Inequality fuels COVID death rates across Latin America: Report
Santiago, Chile – Inequality in Latin America and the Caribbean is the root cause of the region’s high COVID-19 mortality rates, a joint report by Amnesty International and the Center for Economic and Social Rights has found.
Examining statistics from the start of the pandemic in 2020 until February of this year, the report released on Wednesday revealed that more than 1.6 million people in Latin America died from COVID-19-related causes.
That would mean that Latin America accounted for nearly a third (28 percent) of total COVID-19 deaths – despite only 8.4 percent of the world’s population living in the region.
“The mortality rates from COVID-19 are high across the world, but in Latin America, the numbers are disproportionate compared to the population,” Amnesty researcher Diego Vazquez told Al Jazeera.
The report cites “staggering inequality” as a core reason behind the death rates, alongside low public health spending, meagre social security and historically low taxes.
Among the 17 Latin American and Caribbean countries mentioned, Peru had the highest mortality rates per capita, with poverty and pre-existing health conditions cited as primary reasons. In Brazil, racial discrimination and lack of access to health facilities for minority groups and Indigenous people were singled out as the core factors.
While there is no “one size fits all” solution, the report highlighted inequality as a common “human rights crisis” in the region that must be addressed urgently to avoid repeating the scenario.
In Chile, one of the most prosperous countries in the region, Amnesty highlighted the pitfalls of the country’s largely privatised healthcare system, which is exclusive to those who can afford it.
“In Chile, 20 percent of the country’s richest have 10 times more than its poorest, which is terrible,” said Vazquez, highlighting that Chile held the sixth-highest COVID-19 deaths rate per capita behind Peru, Brazil, Colombia, Paraguay and Mexico.
“For the resources Chile has, the results are not what you would expect,” he said.
Orlando Cortes lives in an impoverished neighbourhood in Lo Espejo, a district on the outskirts of the Chilean capital Santiago. He describes the area as a “red zone” rife with unemployment, lack of education, and high crime rates related to narco-trafficking.

> _Source material_
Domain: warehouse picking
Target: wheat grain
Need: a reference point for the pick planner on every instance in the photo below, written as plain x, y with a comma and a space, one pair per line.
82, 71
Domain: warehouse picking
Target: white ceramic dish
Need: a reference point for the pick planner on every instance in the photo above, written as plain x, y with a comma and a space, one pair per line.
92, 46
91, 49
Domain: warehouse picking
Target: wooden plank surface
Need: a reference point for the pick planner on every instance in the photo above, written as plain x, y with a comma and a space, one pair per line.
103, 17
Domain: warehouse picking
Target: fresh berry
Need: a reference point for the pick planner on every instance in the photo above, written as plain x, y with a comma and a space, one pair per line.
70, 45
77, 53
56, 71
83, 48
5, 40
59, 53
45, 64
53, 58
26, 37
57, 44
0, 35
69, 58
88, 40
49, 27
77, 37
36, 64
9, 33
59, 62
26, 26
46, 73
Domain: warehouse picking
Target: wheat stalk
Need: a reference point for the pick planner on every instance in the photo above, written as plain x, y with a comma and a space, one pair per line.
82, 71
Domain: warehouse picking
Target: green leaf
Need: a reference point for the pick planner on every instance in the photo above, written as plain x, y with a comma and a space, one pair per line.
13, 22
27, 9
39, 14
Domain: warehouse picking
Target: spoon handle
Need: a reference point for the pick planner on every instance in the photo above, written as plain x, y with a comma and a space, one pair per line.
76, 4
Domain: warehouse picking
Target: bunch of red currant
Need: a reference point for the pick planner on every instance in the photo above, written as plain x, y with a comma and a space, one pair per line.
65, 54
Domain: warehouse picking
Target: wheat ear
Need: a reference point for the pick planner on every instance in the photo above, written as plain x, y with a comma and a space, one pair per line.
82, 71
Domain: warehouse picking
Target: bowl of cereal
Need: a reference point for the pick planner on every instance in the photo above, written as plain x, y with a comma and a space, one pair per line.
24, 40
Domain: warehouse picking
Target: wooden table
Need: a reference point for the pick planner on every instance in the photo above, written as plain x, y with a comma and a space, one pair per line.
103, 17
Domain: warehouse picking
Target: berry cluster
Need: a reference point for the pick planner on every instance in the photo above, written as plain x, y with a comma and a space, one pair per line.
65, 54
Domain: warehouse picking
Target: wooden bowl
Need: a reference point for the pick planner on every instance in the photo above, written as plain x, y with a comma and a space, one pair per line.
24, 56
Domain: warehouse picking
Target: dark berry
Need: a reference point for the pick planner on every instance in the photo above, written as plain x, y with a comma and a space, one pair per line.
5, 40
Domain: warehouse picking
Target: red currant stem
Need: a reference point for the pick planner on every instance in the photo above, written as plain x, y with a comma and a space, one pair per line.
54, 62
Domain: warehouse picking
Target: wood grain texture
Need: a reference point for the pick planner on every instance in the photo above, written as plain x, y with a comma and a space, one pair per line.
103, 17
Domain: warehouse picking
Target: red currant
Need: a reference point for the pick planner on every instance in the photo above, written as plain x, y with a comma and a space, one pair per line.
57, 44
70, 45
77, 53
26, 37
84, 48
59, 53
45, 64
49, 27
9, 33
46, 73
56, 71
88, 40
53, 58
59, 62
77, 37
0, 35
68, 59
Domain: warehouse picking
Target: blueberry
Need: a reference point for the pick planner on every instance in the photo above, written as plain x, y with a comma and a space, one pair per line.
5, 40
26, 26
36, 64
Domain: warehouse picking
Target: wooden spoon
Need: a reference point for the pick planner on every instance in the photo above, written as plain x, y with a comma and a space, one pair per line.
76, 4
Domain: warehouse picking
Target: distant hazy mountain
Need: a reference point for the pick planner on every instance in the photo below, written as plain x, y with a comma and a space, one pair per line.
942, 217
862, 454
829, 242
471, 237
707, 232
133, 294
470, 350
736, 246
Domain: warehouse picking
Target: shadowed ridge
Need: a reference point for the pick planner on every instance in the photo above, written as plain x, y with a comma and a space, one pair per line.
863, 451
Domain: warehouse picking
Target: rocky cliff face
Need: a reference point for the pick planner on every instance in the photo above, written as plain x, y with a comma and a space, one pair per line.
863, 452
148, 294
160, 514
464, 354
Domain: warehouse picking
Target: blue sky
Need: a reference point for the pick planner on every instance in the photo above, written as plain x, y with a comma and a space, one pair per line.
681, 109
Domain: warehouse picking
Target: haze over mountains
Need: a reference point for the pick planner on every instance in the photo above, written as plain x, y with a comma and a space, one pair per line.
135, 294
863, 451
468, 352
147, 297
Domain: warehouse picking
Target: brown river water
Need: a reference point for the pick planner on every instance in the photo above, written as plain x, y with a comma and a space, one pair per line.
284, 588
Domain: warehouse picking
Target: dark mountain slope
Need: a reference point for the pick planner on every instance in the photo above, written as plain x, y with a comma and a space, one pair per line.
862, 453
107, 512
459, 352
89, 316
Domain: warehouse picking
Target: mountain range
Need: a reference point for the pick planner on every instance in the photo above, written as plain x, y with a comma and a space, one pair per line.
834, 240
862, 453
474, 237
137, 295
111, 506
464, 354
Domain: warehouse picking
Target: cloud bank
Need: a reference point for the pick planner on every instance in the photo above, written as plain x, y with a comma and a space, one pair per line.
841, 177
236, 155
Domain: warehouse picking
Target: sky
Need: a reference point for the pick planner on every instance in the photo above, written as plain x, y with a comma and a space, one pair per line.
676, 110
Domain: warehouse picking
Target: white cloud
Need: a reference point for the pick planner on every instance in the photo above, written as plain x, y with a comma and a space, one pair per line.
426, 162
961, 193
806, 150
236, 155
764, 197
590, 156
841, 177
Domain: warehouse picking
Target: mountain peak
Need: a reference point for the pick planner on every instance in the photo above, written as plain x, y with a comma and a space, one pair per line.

> _Your tasks_
[1] Summarize the article on inequality and COVID-19 deaths in Latin America in two sentences.
[2] Please copy the article on inequality and COVID-19 deaths in Latin America between "Examining statistics from" and "told Al Jazeera.", inclusive.
[3] Continue the article on inequality and COVID-19 deaths in Latin America from the point where it stops.

> _Answers to each task_
[1] A joint report by Amnesty International and the Center for Economic and Social Rights found that inequality is the root cause of high COVID-19 mortality in Latin America and the Caribbean, where more than 1.6 million people died, 28 percent of the world's COVID-19 deaths, though only 8.4 percent of the world's population lives there. The report also cites low public health spending, meager social security and historically low taxes, and it singles out country-specific factors in Peru, Brazil and Chile, where a largely privatized healthcare system is available only to those who can afford it.

[2]
Examining statistics from the start of the pandemic in 2020 until February of this year, the report released on Wednesday revealed that more than 1.6 million people in Latin America died from COVID-19-related causes.
That would mean that Latin America accounted for nearly a third (28 percent) of total COVID-19 deaths – despite only 8.4 percent of the world’s population living in the region.
“The mortality rates from COVID-19 are high across the world, but in Latin America, the numbers are disproportionate compared to the population,” Amnesty researcher Diego Vazquez told Al Jazeera.

[3]
During the pandemic, Cortes turned his home into a soup kitchen to distribute meals to dozens of his struggling neighbours. “We have no health rights here, we live a different reality,” he said, referring to high rates of COVID-19 deaths in the area. Cortes lost his brother to the virus last year, a moment which he recalled as abrupt and painful.
“We get no help from the government. We’ve had to help each other if one of us is sick,” he said.
On Monday, Amnesty presented the report to health officials from Chilean President Gabriel Boric’s administration, noting the government’s commitment to human rights.
A left-wing millennial who took office in March, Boric’s electoral promises include overhauling privatised sectors and increasing public spending. Earlier this month, the government confirmed plans to raise the minimum wage from $424 (350,000 pesos) to $496 (400,000 pesos) as part of a $3.7bn post-pandemic economic recovery plan.
Boric’s presidential agenda additionally maps out drastic reforms to Chile’s health sector, establishing a universal healthcare service and “strongly regulating” private prices.
However, Bank of America cautioned that spiralling inflation rates will be a core obstacle for Boric’s reform ambitions.
Meanwhile, Amnesty’s report urged Chile to increase public healthcare spending from 4.7 percent of its gross domestic product (GDP) to at least 6 percent. “It is difficult,” acknowledged Vazquez. “These are long-term objectives that will not be achieved overnight.”